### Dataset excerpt
## start
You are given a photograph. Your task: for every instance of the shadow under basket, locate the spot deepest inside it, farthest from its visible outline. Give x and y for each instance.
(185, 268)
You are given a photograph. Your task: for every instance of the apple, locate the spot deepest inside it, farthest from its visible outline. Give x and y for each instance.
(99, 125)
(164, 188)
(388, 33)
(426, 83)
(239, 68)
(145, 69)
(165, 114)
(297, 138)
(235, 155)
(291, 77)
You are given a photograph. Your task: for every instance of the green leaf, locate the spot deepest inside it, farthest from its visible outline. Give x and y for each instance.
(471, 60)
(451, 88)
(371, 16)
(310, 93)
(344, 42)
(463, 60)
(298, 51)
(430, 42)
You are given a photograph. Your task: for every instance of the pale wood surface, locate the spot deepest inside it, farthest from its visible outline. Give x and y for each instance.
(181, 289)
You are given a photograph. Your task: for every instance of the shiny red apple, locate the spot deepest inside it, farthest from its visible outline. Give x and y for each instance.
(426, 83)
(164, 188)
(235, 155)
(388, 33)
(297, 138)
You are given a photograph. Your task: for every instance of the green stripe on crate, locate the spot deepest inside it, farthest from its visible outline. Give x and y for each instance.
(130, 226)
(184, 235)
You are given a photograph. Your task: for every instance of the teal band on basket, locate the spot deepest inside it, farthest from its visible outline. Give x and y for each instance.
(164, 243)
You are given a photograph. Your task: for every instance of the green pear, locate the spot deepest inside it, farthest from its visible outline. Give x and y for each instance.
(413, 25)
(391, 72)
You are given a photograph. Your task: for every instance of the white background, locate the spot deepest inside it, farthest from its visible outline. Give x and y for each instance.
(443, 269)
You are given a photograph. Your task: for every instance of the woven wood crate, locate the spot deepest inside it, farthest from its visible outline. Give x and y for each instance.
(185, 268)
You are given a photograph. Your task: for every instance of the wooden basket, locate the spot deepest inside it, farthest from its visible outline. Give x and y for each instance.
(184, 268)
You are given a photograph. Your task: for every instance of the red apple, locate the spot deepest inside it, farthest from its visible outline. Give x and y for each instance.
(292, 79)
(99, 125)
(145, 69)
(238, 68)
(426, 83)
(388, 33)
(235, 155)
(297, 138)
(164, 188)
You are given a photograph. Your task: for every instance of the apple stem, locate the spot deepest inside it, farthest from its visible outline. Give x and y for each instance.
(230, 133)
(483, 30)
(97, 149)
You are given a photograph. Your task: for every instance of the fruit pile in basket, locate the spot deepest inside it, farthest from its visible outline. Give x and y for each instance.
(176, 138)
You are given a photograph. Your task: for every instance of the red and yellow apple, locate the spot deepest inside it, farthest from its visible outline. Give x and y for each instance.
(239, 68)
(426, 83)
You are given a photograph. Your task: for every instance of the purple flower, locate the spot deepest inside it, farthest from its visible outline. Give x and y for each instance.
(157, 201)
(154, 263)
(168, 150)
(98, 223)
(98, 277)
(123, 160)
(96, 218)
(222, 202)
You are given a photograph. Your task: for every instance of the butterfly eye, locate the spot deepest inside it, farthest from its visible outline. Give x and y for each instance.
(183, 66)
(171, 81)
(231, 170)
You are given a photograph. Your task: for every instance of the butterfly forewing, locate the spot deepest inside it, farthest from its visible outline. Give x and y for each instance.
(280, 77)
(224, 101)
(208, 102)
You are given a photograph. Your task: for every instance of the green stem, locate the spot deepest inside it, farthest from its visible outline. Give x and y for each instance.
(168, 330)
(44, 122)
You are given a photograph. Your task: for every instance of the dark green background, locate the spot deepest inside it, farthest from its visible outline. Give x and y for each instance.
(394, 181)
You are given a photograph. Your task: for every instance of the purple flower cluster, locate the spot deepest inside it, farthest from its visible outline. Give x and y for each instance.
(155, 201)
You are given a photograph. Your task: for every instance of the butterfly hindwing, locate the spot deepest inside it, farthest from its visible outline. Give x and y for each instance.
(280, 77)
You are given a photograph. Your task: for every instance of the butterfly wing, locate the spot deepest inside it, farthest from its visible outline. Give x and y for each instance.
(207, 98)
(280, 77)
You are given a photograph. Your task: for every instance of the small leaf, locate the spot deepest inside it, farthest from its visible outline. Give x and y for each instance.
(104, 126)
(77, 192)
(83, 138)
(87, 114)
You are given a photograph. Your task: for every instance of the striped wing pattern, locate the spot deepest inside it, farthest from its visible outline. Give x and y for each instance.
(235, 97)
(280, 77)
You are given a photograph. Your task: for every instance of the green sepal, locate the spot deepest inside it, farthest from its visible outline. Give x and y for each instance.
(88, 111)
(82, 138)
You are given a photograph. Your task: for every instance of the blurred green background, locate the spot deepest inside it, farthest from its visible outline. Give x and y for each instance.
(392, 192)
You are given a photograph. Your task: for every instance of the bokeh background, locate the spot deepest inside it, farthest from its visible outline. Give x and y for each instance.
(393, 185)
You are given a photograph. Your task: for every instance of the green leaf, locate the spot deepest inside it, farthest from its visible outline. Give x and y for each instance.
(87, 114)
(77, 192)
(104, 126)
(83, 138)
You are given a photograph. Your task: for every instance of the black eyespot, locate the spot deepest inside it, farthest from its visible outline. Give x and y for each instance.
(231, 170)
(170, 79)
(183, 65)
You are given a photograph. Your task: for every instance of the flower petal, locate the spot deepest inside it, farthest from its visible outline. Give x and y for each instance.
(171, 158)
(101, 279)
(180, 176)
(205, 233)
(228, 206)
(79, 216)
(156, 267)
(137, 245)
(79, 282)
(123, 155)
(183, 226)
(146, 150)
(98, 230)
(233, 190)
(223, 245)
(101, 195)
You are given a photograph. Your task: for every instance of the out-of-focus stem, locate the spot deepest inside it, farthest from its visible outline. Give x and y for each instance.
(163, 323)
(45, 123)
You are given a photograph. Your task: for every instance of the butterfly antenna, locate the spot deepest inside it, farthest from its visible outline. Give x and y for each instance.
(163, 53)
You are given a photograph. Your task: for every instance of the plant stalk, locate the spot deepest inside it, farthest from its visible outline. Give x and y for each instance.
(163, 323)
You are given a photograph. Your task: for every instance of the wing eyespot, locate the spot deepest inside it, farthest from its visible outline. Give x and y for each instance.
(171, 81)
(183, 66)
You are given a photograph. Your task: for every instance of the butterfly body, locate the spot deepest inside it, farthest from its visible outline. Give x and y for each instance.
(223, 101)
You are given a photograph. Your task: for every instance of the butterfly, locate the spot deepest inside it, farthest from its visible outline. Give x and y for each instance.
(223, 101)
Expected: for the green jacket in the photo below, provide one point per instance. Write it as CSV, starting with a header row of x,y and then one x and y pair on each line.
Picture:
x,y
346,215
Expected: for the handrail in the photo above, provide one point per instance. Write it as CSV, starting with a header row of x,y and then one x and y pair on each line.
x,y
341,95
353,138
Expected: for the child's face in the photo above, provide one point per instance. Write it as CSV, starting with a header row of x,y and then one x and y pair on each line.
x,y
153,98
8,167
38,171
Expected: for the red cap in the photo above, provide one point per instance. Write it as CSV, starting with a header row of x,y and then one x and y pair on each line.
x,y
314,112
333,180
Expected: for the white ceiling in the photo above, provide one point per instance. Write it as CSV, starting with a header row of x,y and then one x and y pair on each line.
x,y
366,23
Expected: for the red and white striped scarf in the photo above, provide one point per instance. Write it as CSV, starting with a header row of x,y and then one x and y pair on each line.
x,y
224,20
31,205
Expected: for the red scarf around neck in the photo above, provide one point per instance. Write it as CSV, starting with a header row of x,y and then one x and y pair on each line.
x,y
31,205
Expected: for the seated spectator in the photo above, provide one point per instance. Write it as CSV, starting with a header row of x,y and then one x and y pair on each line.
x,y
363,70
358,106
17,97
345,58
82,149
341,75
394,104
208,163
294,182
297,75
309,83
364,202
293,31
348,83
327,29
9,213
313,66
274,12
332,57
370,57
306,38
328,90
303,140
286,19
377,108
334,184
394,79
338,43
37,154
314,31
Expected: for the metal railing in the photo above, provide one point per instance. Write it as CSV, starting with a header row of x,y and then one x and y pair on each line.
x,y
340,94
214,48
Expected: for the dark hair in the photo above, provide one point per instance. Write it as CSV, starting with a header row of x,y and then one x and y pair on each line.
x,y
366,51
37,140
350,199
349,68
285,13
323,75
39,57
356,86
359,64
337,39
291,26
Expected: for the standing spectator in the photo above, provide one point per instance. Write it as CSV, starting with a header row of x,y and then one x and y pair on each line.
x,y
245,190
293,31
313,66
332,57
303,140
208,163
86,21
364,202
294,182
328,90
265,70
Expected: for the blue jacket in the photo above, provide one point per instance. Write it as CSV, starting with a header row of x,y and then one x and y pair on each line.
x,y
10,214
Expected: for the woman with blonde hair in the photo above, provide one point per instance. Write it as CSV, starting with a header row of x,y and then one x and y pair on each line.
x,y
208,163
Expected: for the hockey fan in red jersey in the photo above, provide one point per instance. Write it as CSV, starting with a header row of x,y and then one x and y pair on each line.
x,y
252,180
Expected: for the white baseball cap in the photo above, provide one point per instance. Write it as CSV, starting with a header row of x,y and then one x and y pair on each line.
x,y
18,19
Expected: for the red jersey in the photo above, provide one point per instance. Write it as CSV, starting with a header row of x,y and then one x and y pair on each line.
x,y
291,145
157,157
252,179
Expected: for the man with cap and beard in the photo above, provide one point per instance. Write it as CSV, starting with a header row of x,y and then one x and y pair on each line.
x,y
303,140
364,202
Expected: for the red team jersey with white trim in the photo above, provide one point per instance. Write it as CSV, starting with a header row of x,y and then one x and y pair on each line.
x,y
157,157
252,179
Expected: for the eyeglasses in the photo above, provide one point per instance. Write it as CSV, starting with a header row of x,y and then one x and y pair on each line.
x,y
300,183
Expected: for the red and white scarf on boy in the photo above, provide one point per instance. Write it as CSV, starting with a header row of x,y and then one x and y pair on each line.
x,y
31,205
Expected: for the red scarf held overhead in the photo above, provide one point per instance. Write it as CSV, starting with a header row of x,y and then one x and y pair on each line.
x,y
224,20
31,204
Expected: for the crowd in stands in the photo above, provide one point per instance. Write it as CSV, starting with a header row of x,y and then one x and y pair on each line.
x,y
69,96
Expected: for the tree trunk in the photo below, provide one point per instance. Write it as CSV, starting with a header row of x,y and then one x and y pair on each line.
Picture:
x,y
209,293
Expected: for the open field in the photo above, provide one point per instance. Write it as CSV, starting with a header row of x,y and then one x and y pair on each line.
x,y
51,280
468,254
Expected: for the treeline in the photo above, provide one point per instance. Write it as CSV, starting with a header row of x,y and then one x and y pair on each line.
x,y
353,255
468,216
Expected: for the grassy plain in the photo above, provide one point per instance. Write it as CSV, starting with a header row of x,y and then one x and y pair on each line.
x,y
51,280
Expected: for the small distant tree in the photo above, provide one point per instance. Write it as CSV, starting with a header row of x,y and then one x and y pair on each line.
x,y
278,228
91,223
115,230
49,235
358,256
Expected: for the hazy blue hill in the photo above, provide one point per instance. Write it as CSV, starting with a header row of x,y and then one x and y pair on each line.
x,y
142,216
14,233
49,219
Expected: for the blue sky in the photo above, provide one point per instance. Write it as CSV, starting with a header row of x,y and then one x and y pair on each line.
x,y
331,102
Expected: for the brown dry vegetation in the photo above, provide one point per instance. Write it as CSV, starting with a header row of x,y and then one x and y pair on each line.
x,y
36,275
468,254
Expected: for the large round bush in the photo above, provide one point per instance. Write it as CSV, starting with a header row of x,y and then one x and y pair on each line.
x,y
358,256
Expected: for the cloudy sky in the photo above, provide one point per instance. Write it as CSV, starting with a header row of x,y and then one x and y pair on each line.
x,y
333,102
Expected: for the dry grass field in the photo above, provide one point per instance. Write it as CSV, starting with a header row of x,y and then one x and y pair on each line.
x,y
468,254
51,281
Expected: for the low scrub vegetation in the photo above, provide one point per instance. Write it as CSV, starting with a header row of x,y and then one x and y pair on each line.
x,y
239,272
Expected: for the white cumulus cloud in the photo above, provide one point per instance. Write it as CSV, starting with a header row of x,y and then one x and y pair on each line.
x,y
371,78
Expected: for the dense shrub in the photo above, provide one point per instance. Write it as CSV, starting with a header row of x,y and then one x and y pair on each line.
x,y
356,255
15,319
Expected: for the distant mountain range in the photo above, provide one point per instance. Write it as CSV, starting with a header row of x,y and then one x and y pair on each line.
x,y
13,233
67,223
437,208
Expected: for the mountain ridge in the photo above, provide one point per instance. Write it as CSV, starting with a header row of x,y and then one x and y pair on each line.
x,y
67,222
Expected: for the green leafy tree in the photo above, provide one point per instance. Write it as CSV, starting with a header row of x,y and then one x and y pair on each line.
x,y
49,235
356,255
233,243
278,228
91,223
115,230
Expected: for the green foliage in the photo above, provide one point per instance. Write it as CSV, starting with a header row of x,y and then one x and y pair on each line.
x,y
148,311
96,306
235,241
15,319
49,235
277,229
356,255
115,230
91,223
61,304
## end
### GIVEN TASK
Update the rows from the line with "Expected: for the dense" through the end of the rows by replacing "one point per instance" with "a single point for each instance". Leave everything else unchanged, and return only those lines.

### TASK ANSWER
Expected: for the dense shrub in the photo above, provide a single point for each instance. Write it as CSV, starting with a header row of x,y and then one x and y pair on each line.
x,y
356,255
15,319
Expected: for the distant mountain range in the photo above, provide a single point for each instance. Write it as CSV, starting with a header row of x,y and then one x and y pair on each line.
x,y
13,233
67,223
437,208
Expected: for the mountain ridge in the photo above, provide a single point for each instance. Write it as CSV, starting with a header row of x,y and then one x and y pair on each line.
x,y
67,222
Expected: for the green leafy tree in the photo above, provide a single point for each instance. Write it as CSV, starting with a header row of x,y and then one x and y pair on each line.
x,y
49,235
356,255
233,243
278,228
91,223
115,230
Expected: for the green foliage in the photo above, provide a single point for each instance. Write it as CSV, starting with a header row of x,y and then one x and y pair on each line.
x,y
148,311
96,306
235,241
15,319
49,235
277,229
356,255
115,230
91,223
61,304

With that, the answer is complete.